▶ ЗАДАНИЕ:
Допишите продолжение текста о том, как в годы войны называли противника, «немцами» или «фашистами». Начните сразу после его последнего предложения.

--- ОТРЫВОК ---

На этот феномен общественного сознания неоднократно обращал внимание Константин Симонов, очень чуткий к исторической правде. В одном из своих писем в 1963 г. он отмечает: «Что касается фразеологии военного времени, то я думаю, что писатель должен употреблять ее без политиканства, употреблять исторически верно. Как тогда говорили — так и писать. Чаще всего тогда говорили «немцы», говорили «немец», говорили «он». «Гитлеровцы» больше писали в сводках и всяких официальных донесениях об уничтожении противника. «Фашист», «фашисты» говорили, и довольно часто, хотя, конечно, гораздо реже, чем «немец» или «немцы». В особенности часто говорили про авиацию: «Вон, фашист полетел». Тут почему-то чаще говорили именно «фашист», а не «немец»».[237] Обращался К.Симонов к этому вопросу и позднее. В другом письме он пишет: «По поводу упоминаний слов «фашисты» и «немцы» в романе «Живые и мертвые». Я принципиальный противник того, чтобы вводить в книгу, написанную об одном времени, — фразеологию, взятую из другого времени. Это режет мне ухо. В моем романе люди говорят о немцах так, как мы говорили о них тогда, в разных случаях и в разных обстоятельствах называя их по-разному. И когда в романе немцы называются то «немцами», то «фашистами» — это реальный язык того времени».[238]
В самом деле, два этих обозначения врага существовали как бы параллельно. Вот что писал родным 10 сентября 1941 г. из-под Ельни капитан П.М.Себелев: «Красивая панорама наступления!.. Радостно было смотреть, как за передним краем взлетали фонтаны земли, клубы огня и дыма. Я говорю это как командир батальона, а как человек думаю о другом: чем грандиознее панорама боя, тем больше земля пропитывается человеческой кровью, тем больше материнских слез с обеих сторон, тем больше отцов, сжимающих кулаки. Мы знаем, что не все немцы — фашисты, но война есть война!».[239]
Разделение врага на «фашистов» и «немцев» по инерции продолжало существовать в начале войны, но по мере нарастания ее ожесточенности эти понятия в сознании народа все более сливались. Если в первую мировую представление о противнике прошло путь от образа «врага-зверя» к образу «врага-человека», то теперь все было наоборот: недавние «братья по классу» превратились в «бешеных псов», которых нужно убивать.

--- ФРАГМЕНТЫ ЗАПИСЕЙ ---

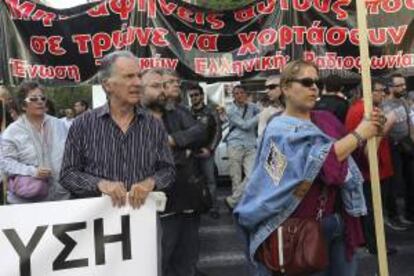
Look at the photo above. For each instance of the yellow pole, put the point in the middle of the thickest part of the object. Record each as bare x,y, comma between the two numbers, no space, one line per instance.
372,145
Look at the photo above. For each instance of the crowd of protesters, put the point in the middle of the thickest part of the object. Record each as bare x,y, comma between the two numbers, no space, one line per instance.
302,156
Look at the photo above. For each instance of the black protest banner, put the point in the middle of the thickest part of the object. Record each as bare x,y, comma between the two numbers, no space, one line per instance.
65,46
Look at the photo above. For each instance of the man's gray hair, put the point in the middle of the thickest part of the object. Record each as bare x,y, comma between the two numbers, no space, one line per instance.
157,71
108,61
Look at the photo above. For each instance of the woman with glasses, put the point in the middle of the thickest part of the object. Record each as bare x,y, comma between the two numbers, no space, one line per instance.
304,170
32,149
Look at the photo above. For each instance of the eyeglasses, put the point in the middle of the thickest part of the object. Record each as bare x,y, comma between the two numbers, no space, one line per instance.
271,86
33,99
309,82
177,81
157,85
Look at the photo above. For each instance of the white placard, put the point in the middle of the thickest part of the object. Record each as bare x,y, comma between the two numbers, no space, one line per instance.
74,238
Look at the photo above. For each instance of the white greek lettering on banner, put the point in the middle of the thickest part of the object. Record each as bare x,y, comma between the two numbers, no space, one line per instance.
78,237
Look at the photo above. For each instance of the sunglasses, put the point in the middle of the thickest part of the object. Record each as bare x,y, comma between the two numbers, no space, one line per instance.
177,81
33,99
271,86
309,82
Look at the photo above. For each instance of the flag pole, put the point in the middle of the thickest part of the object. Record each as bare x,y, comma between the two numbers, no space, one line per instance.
372,143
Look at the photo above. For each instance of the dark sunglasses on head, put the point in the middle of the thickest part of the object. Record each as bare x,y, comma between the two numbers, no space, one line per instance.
177,81
35,99
309,82
271,86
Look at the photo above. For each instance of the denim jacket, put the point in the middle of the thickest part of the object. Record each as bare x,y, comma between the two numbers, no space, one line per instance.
292,152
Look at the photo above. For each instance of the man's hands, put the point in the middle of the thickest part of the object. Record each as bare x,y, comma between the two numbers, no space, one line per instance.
43,173
118,193
116,190
139,192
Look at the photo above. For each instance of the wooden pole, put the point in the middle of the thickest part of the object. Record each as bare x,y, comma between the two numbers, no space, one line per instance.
372,144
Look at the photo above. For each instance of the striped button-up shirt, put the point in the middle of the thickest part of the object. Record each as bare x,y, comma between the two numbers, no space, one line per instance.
97,149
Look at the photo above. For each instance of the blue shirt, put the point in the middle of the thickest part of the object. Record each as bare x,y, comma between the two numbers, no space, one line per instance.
244,129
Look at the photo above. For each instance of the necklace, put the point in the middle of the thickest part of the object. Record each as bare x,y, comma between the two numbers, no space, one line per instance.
125,123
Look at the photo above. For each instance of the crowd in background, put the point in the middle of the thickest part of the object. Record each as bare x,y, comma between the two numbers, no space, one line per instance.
46,158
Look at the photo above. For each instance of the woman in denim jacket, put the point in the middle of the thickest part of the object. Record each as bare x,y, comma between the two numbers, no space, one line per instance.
303,160
33,145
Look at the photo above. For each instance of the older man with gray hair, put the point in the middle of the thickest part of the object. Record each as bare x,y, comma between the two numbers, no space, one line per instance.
118,149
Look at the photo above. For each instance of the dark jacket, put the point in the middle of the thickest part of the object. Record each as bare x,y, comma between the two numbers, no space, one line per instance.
189,135
334,104
210,118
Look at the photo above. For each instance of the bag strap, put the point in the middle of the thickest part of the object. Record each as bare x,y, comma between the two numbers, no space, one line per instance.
234,127
410,127
3,127
323,199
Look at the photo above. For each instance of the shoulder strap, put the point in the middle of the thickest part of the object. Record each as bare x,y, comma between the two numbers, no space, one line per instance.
233,127
3,127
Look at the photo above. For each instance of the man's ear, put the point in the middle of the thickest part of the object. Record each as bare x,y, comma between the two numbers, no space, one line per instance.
105,84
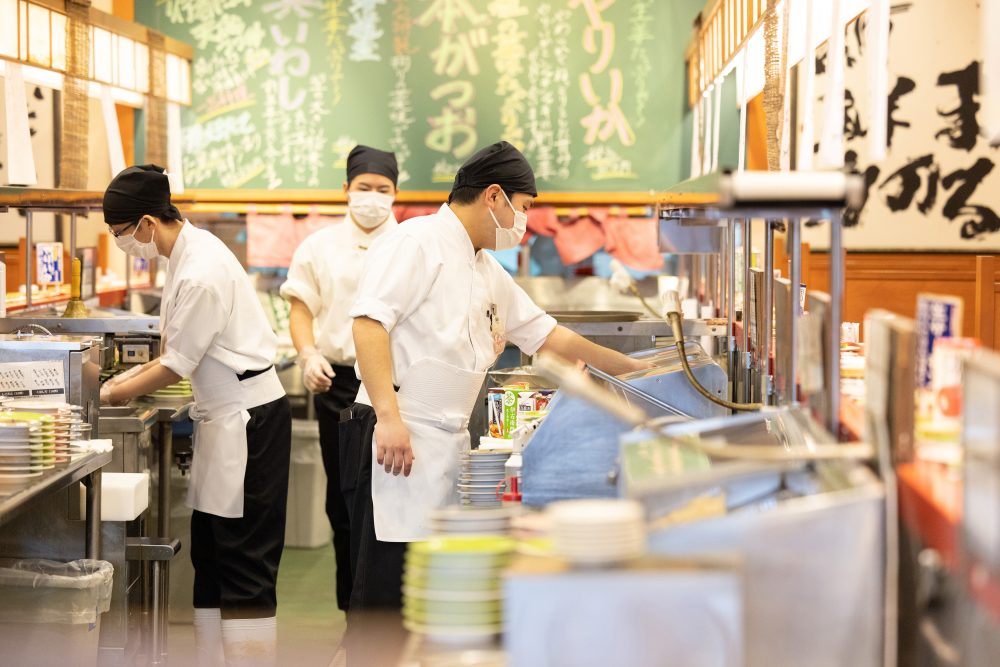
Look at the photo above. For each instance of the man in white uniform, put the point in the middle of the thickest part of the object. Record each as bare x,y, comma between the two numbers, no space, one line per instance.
322,284
214,331
433,314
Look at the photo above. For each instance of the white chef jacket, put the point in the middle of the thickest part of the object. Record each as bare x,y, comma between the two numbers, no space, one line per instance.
210,309
439,298
324,276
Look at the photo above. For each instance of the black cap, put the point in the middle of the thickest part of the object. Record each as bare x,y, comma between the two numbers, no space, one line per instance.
498,163
368,160
137,191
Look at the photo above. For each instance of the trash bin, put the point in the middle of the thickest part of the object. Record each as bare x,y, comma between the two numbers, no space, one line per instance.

---

▶ ИТОГОВЫЙ ОТВЕТ:
«Черная тень легла на нашу землю, — писал 18 октября 1941 г. Алексей Толстой. — Вот поняли теперь: что жизнь, на что она мне, когда нет моей Родины?.. По-немецки мне говорить? Подогнув дрожащие колени, стоять, откидывая со страху голову перед мордастым, свирепо лающим на берлинском диалекте гитлеровским охранником, грозящим добраться кулаком до моих зубов? Потерять навсегда надежду на славу и счастье Родины, забыть навсегда священные идеи человечности и справедливости — все, все прекрасное, высокое, очищающее жизнь, ради чего мы живем… Видеть, как Пушкин полетит в костер под циническую ругань белобрысой фашистской сволочи и пьяный гитлеровский офицер будет мочиться на гранитный камень, с которого сорван и разбит бронзовый Петр, указавший России просторы беспредельного мира? Нет, лучше смерть! Нет, лучше смерть в бою! Нет, только победа и жизнь!».[240] Такой образ врага куда больше соответствовал реалиям военного времени.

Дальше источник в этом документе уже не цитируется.